=== What the task requires ===
Each line below must be reproduced exactly.

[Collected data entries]
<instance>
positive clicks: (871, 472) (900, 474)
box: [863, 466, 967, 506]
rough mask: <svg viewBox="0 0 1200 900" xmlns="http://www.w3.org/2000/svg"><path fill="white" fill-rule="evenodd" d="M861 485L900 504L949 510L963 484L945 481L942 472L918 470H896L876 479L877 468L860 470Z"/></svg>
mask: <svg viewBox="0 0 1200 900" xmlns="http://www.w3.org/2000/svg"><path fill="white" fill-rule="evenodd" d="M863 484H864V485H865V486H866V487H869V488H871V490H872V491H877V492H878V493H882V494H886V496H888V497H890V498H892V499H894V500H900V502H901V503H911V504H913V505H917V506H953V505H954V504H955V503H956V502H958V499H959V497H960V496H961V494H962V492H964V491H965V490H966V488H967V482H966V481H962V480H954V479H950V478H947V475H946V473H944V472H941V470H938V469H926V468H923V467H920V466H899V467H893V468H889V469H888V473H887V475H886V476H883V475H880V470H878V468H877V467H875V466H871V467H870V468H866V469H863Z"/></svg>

=== Worked solution ===
<instance>
positive clicks: (871, 472) (900, 474)
box: [863, 466, 967, 506]
rough mask: <svg viewBox="0 0 1200 900" xmlns="http://www.w3.org/2000/svg"><path fill="white" fill-rule="evenodd" d="M861 485L900 504L949 510L963 484L945 481L942 472L918 470H896L876 479L877 468L860 470Z"/></svg>
mask: <svg viewBox="0 0 1200 900" xmlns="http://www.w3.org/2000/svg"><path fill="white" fill-rule="evenodd" d="M863 484H864V485H865V486H866V487H869V488H871V490H872V491H877V492H878V493H882V494H886V496H888V497H890V498H892V499H894V500H900V502H901V503H911V504H913V505H917V506H953V505H954V504H955V503H956V502H958V499H959V497H960V496H961V494H962V492H964V491H965V490H966V488H967V482H966V481H962V480H954V479H950V478H947V475H946V473H944V472H941V470H938V469H926V468H923V467H920V466H899V467H893V468H889V469H888V473H887V475H886V476H883V475H880V470H878V468H877V467H875V466H871V467H870V468H866V469H863Z"/></svg>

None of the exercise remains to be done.